**How to complete this task:**
The only acceptable output is every entry, printed exactly.

**Provided data:**

+ + +

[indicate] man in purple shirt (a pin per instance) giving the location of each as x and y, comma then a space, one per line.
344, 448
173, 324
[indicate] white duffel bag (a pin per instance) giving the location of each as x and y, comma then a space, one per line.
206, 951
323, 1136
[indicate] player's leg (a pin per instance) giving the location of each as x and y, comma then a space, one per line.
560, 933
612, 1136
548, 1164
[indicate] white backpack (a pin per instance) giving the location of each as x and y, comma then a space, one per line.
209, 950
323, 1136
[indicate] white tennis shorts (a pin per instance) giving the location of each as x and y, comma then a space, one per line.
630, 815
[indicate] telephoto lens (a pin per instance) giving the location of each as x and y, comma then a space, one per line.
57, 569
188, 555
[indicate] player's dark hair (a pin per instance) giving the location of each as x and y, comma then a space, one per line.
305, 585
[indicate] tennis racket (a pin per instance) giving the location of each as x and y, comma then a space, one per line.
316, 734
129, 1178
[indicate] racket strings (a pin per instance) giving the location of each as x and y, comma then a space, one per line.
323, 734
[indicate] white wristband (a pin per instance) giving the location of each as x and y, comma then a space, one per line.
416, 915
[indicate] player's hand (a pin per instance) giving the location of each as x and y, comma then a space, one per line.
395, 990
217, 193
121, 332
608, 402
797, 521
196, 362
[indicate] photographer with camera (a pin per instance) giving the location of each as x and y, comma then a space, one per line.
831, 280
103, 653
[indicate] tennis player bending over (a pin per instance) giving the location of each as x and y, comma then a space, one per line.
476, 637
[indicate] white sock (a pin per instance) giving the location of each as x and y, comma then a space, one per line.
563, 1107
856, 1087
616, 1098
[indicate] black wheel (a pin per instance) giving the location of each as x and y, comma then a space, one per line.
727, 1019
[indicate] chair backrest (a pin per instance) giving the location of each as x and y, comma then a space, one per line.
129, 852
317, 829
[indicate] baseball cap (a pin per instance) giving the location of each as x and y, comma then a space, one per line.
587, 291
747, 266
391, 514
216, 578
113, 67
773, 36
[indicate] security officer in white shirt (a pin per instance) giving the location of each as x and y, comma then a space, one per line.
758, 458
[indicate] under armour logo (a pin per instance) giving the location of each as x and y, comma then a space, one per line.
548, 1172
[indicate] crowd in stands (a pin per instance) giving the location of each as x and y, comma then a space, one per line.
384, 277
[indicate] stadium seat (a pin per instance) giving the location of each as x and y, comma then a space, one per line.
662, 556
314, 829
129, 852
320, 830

+ + +

**Problem solution:**
[indicate] man in purple shirt (a pin per instance) giving the location of each as x and y, comma then a space, one per line.
344, 448
173, 324
[indicate] white duffel bag (a pin per instance) giving the location of each as x and y, comma then a space, one per line.
206, 951
323, 1136
[indicate] player's leg (a pin per instance) giving the location of each as x and y, comma then a space, one per line.
560, 933
612, 1136
548, 1164
[indicate] white backpack (a pin per instance) giving the location of each as x and y, comma then a space, one per line.
209, 950
323, 1136
[indicate] white tennis shorts (a pin per instance) giving the location of each as x and y, comma then a space, one per line.
630, 815
[indicate] telephoto lens (a pin per instance) giving the location of each as x and y, comma then a space, one per line.
57, 569
188, 555
[indicate] player's dark hair (a pin per instance) giving the location of each as x and y, comma then a space, one per line.
305, 585
[indicate] tennis racket (a pin per instance) giving the location of each as x and y, comma then a space, one per line.
316, 734
129, 1178
[indicate] racket strings (a pin per instance) giving the location of each as x and y, comma then a space, one per line.
323, 734
[indicate] white wristband (a pin per instance) giving the location of each as x and y, comma then a space, one per line.
416, 915
[indicate] player's hand (a pin per instance) giving the location of each as x and y, comma then a space, one per line.
395, 990
217, 193
121, 332
608, 402
797, 521
196, 362
[indicate] photographer with camera (a pin per instance) giving the location of each as x and y, comma then a space, one per line.
831, 280
103, 653
[indicate] tennis player bending over (a pin per instance) giving the location of each as x and y, comma then a space, one per line.
476, 637
[indicate] white sock (a pin per instance) giving the location of each as x and y, comma then a space, one per line.
563, 1107
856, 1087
616, 1098
[indicate] black wheel (a pin per instance) giving the location of each as x and y, comma then a space, one per line.
727, 1019
[indicate] chair backrest (a pin per instance) giving the location of each as x and y, comma then a space, one per line.
129, 852
317, 829
[indicate] baseball cap (a pin per instance) giving the location of each as x and y, comma then a space, one per line.
587, 291
747, 266
391, 514
216, 578
113, 67
773, 36
[indicate] security officer in white shirt (a pin per instance) giving the location of each as x and y, comma then a space, one per line.
758, 458
[indicate] under armour logo (a pin per instance) giving the location of each as x and y, comma then a space, one per line.
548, 1172
[indicate] crowd in stands (a pin per instance) giving the location of each as x and y, comma then a space, one per line.
384, 277
[indicate] stadium seat (a pin per instance) giving the location of each as x and y, comma then a space, one per line.
662, 556
314, 829
129, 852
320, 830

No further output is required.